**What is needed**
Please copy the lines of the listing below word for word, leaving out the pictures.

Object location annotation listing
#####

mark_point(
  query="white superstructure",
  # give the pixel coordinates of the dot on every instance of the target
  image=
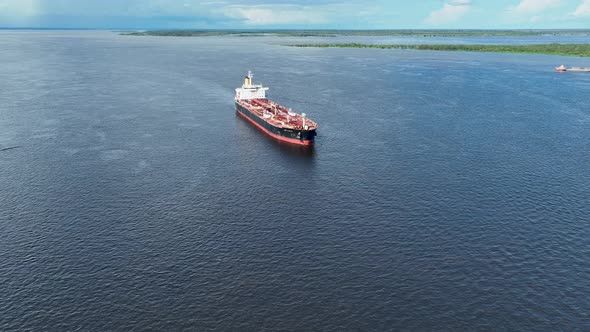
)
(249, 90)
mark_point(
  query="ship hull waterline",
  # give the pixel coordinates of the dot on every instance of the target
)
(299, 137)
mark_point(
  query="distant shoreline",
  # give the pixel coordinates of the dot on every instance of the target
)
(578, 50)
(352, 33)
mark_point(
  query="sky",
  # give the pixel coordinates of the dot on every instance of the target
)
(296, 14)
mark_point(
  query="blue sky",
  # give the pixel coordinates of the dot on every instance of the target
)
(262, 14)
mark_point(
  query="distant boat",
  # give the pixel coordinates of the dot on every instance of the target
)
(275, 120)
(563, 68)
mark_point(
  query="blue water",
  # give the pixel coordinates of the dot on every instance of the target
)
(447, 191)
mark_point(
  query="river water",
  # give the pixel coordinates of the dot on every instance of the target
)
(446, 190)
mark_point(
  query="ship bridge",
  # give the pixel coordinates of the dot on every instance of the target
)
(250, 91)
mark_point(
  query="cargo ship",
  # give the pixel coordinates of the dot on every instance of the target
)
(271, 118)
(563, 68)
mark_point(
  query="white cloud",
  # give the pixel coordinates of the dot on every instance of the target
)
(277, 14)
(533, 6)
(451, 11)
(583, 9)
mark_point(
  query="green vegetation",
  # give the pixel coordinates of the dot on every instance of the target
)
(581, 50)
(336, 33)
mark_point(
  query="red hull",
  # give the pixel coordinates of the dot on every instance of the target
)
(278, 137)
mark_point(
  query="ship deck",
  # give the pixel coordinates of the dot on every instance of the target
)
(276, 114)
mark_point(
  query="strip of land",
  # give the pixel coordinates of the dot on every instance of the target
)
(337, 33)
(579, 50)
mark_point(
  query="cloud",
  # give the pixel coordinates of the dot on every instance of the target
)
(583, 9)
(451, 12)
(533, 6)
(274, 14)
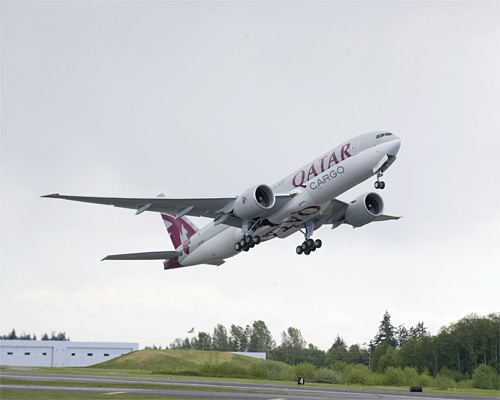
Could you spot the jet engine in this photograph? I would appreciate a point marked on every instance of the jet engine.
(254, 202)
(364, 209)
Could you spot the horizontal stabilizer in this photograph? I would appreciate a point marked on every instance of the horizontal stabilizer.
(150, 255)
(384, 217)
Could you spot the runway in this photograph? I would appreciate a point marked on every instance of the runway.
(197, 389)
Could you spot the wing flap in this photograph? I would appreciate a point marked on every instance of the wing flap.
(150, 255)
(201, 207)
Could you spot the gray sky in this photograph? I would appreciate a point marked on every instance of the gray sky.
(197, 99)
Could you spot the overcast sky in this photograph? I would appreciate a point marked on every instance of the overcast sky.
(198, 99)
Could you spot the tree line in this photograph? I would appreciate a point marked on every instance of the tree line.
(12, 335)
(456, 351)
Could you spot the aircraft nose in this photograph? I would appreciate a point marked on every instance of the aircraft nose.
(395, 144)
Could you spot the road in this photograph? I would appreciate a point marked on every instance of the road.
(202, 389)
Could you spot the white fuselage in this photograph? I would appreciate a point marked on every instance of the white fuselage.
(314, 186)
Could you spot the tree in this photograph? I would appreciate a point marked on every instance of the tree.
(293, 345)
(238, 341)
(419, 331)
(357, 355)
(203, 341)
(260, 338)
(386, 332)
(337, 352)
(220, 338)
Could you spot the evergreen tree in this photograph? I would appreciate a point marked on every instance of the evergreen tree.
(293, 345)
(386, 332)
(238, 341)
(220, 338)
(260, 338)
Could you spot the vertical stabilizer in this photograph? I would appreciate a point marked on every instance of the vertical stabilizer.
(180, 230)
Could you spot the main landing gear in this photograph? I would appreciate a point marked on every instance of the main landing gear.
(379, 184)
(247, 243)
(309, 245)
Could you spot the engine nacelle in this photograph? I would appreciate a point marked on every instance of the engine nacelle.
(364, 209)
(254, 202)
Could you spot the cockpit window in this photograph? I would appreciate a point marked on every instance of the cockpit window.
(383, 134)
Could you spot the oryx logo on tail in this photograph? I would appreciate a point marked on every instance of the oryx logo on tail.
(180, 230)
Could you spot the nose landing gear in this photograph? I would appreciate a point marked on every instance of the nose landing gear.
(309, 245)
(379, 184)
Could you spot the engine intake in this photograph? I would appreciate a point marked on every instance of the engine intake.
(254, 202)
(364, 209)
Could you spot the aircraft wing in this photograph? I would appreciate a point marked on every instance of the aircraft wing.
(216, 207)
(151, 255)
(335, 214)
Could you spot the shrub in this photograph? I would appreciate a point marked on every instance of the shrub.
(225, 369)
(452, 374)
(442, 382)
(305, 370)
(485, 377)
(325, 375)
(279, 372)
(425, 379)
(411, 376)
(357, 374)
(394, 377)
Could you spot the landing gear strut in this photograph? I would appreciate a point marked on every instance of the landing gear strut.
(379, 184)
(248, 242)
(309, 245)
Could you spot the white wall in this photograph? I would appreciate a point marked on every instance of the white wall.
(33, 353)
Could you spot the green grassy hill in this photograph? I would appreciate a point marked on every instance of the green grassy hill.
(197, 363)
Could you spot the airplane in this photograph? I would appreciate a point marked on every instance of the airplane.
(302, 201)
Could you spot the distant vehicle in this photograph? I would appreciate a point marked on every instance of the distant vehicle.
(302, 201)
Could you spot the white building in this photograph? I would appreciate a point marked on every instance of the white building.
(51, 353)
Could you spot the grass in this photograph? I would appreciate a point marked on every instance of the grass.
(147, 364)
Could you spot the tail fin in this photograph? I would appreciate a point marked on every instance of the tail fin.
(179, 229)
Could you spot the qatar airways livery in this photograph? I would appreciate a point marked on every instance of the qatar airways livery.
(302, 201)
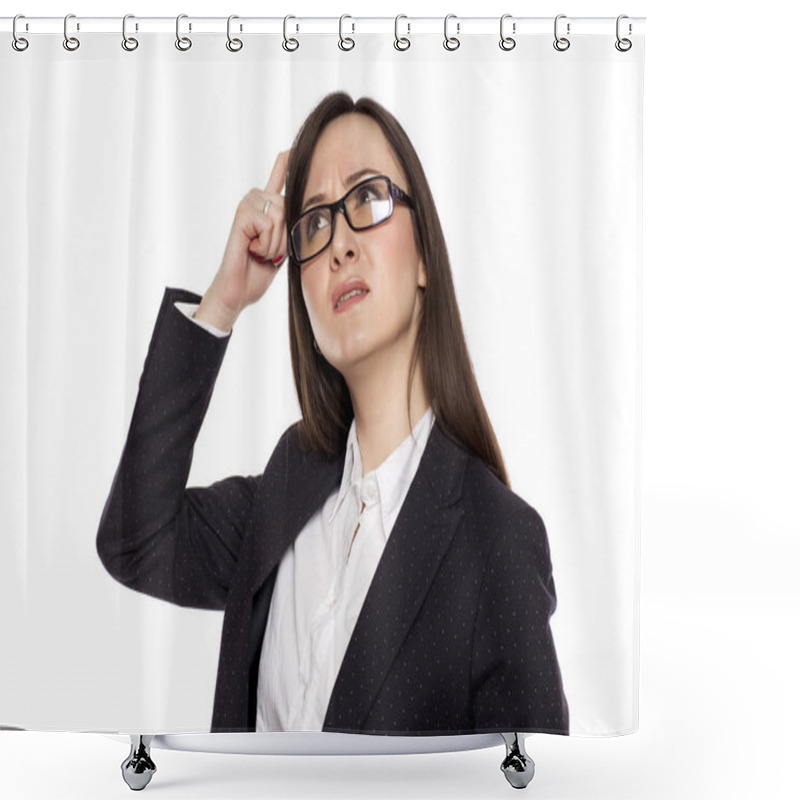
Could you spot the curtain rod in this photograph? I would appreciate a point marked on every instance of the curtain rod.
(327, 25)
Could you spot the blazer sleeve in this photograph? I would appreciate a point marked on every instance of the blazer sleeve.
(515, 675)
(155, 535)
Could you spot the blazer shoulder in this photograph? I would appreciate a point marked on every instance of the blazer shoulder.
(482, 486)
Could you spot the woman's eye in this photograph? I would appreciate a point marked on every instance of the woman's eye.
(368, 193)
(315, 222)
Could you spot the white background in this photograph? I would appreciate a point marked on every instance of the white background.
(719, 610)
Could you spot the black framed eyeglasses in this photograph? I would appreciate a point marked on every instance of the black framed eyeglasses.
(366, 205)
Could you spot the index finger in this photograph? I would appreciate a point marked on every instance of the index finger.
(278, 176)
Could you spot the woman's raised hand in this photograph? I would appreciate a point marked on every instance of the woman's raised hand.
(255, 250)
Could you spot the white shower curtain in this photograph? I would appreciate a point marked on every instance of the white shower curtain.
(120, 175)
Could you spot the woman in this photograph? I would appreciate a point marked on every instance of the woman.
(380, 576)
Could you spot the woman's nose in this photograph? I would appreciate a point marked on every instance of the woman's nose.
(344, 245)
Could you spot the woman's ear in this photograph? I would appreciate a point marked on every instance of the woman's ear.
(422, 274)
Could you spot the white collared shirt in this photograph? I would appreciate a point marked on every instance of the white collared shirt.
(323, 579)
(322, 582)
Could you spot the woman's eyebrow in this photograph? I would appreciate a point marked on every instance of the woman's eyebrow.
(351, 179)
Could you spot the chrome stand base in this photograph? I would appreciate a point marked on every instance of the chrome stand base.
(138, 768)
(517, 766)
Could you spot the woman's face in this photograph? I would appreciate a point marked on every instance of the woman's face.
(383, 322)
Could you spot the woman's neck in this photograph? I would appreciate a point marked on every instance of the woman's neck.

#####

**Answer below**
mark_point(
  query="white superstructure",
  # give the pixel coordinates of the dot on every instance of the target
  image=
)
(249, 90)
mark_point(
  query="ship hull waterline",
  # give the pixel coordinates of the dot on every instance of the target
)
(299, 137)
mark_point(
  query="distant shoreline",
  # give the pixel coordinates of the dot on every instance of the target
)
(578, 50)
(352, 33)
mark_point(
  query="sky",
  # give the pixel coordinates of the dot on every instance of the target
)
(296, 14)
mark_point(
  query="blue sky",
  # give the pixel coordinates of the dot on every instance of the target
)
(262, 14)
mark_point(
  query="distant boat",
  # give the pixel coordinates of the dot on every instance of the target
)
(275, 120)
(563, 68)
mark_point(
  query="blue water",
  # give the pixel coordinates of the dot on every instance of the target
)
(447, 191)
mark_point(
  query="river water",
  # give the pixel coordinates of the dot on every instance of the target
)
(446, 190)
mark_point(
  query="ship bridge",
  # give the pixel coordinates of the dot on every instance of the target
)
(250, 91)
mark_point(
  query="cargo ship",
  # give the pixel coordinates of the dot on every instance of the target
)
(271, 118)
(563, 68)
mark_point(
  query="white cloud",
  # give the pixel coordinates of the dot on every instance of the target
)
(277, 14)
(533, 6)
(451, 11)
(583, 9)
mark_point(
  query="green vegetation",
  # give the pixel coordinates of the dot on every instance of the target
)
(581, 50)
(336, 33)
mark_point(
  query="red hull",
  # give the pixel coordinates of the dot on every instance of the target
)
(278, 137)
mark_point(
  query="ship deck",
  # give the pixel coordinates of the dot on every instance of the target
)
(276, 114)
mark_point(
  query="strip of land",
  # give the pixel coordinates of the dot on every instance of the target
)
(337, 33)
(579, 50)
mark_point(
  query="cloud",
  # give the pixel coordinates of the dot on every instance of the target
)
(583, 9)
(451, 12)
(533, 6)
(274, 14)
Could you spot the jet engine in this photograph? I would appreciate a point marked on every instance of the jet engine.
(254, 202)
(364, 209)
Could you spot the horizontal stabilizer in this photograph? I would appreciate a point marked on every instance of the horizontal stabilizer.
(150, 255)
(384, 217)
Could you spot the runway in this photograph? I would appreciate a point marked on every instance of the runway.
(197, 389)
Could you spot the wing flap in this photograph? I would appreciate a point marked on every instance of the wing flap.
(150, 255)
(201, 207)
Could you spot the gray sky in this photograph? I would appreciate a point marked on every instance of the gray sky.
(197, 99)
Could you spot the overcast sky in this photograph? I would appreciate a point marked on every instance of the overcast sky.
(198, 99)
Could you spot the tree line in this photograph? I would appreciate a point marked on every instance of the tree line.
(12, 335)
(456, 351)
Could you spot the aircraft nose in this photograph? I would appreciate a point marked on every instance of the aircraft nose.
(395, 144)
Could you spot the road in this photograph? I would appreciate a point marked on every instance of the road.
(202, 389)
Could you spot the white fuselage in this photograph? I would appreciate a point marked on every instance of the white fuselage.
(314, 186)
Could you spot the tree in this photograph? I would appreciate a point marked on every instance of the tree.
(293, 345)
(238, 341)
(419, 331)
(357, 355)
(203, 341)
(260, 338)
(386, 332)
(337, 352)
(220, 338)
Could you spot the evergreen tree in this photograph? I would appreciate a point marked on every instance of the evergreen tree.
(293, 345)
(386, 332)
(238, 341)
(220, 338)
(260, 338)
Could you spot the vertical stabilizer in this photograph? I would appreciate a point marked on every instance of the vertical stabilizer.
(180, 230)
Could you spot the main landing gear in this photograph? I would appreciate a point marked on every instance of the main landing gear.
(379, 184)
(247, 243)
(309, 245)
Could you spot the engine nacelle in this photograph? I would appreciate a point marked on every instance of the engine nacelle.
(364, 209)
(254, 202)
Could you spot the cockpit window in this photograph? I would appreciate a point marked on every instance of the cockpit window.
(383, 134)
Could you spot the oryx logo on tail in this photograph? I would appreciate a point marked on every instance of the oryx logo on tail.
(180, 230)
Could you spot the nose landing gear in this photograph? I would appreciate a point marked on every instance of the nose landing gear.
(309, 245)
(379, 184)
Could you spot the engine intake in this photograph? I would appreciate a point marked on every instance of the engine intake.
(254, 202)
(364, 209)
Could you spot the aircraft wing in this photograph? I would appreciate a point marked on every instance of the aircraft wing.
(216, 207)
(151, 255)
(335, 214)
Could you spot the shrub in this photograph? I would appreciate a point marked on every instance of the shrub.
(225, 369)
(452, 374)
(442, 382)
(305, 370)
(485, 377)
(325, 375)
(279, 372)
(425, 379)
(411, 376)
(357, 374)
(394, 377)
Could you spot the landing gear strut in this photograph? I would appreciate a point marked on every instance of the landing gear strut.
(379, 184)
(248, 242)
(309, 245)
Could you spot the white wall in this photograph? I would appreciate a point marked on every instance of the white wall.
(33, 353)
Could you spot the green grassy hill in this photograph? I would appreciate a point marked on every instance of the green grassy hill.
(197, 363)
Could you spot the airplane in this photograph? I would appreciate a point marked on every instance of the airplane.
(302, 201)
Could you spot the distant vehicle in this photograph? I would appreciate a point marked on every instance of the distant vehicle.
(302, 201)
Could you spot the white building in this photograph? I would appreciate a point marked on every instance of the white building.
(51, 353)
Could you spot the grass in this photograph? I would appreciate a point marked on every instance of the grass.
(147, 364)
Could you spot the tail fin in this photograph? I would appreciate a point marked on every instance of the tail fin.
(179, 229)
Could you spot the qatar airways livery in this photograph? I would appreciate a point marked on every instance of the qatar airways livery.
(302, 201)
Could you spot the curtain rod in this photograph? I would appreciate a point marked on every instance of the curtain rod.
(327, 25)
Could you spot the blazer sleeve in this photograph? I would appreciate a point marked on every instance of the blazer sleeve.
(515, 675)
(155, 535)
Could you spot the blazer shoulder in this photograph? I would appreciate a point marked on every instance of the blazer shoulder.
(482, 486)
Could you spot the woman's eye in this photograph? I would appreciate a point marked on every instance of the woman's eye.
(368, 193)
(315, 222)
Could you spot the white background in this photograph? I would appreciate a point marked on every instance of the white background.
(719, 610)
Could you spot the black framed eyeglasses in this photograph? I would appreciate a point marked on every instance of the black framed eyeglasses.
(366, 205)
Could you spot the index finger in this photograph? I would appreciate a point marked on every instance of the index finger.
(278, 176)
Could you spot the woman's raised hand in this photograph? I would appreciate a point marked on every instance of the woman's raised hand.
(255, 250)
Could you spot the white shower curtain in this photograph? I would appreciate a point marked on every instance of the white shower curtain.
(120, 175)
Could you spot the woman in this photograph? I would appreciate a point marked on every instance of the woman.
(380, 576)
Could you spot the woman's nose in this photograph? I would appreciate a point marked on every instance of the woman's nose.
(344, 245)
Could you spot the woman's ear in this photograph? I would appreciate a point marked on every instance of the woman's ear.
(422, 274)
Could you spot the white collared shirt in this photograph? I would appreciate a point marked on every instance of the white collared shirt.
(323, 579)
(322, 582)
Could you spot the woman's eyebrow in this photograph? I would appreciate a point marked on every instance of the woman's eyebrow.
(351, 179)
Could you spot the chrome stand base in this photograph? I would appreciate a point marked on every instance of the chrome stand base.
(138, 768)
(517, 766)
Could you spot the woman's face in this photograph? I would appreciate a point marked on every instance of the woman's face.
(383, 322)
Could you spot the woman's neck in this photograph? I would appreciate a point marked on every instance of the woman's neck.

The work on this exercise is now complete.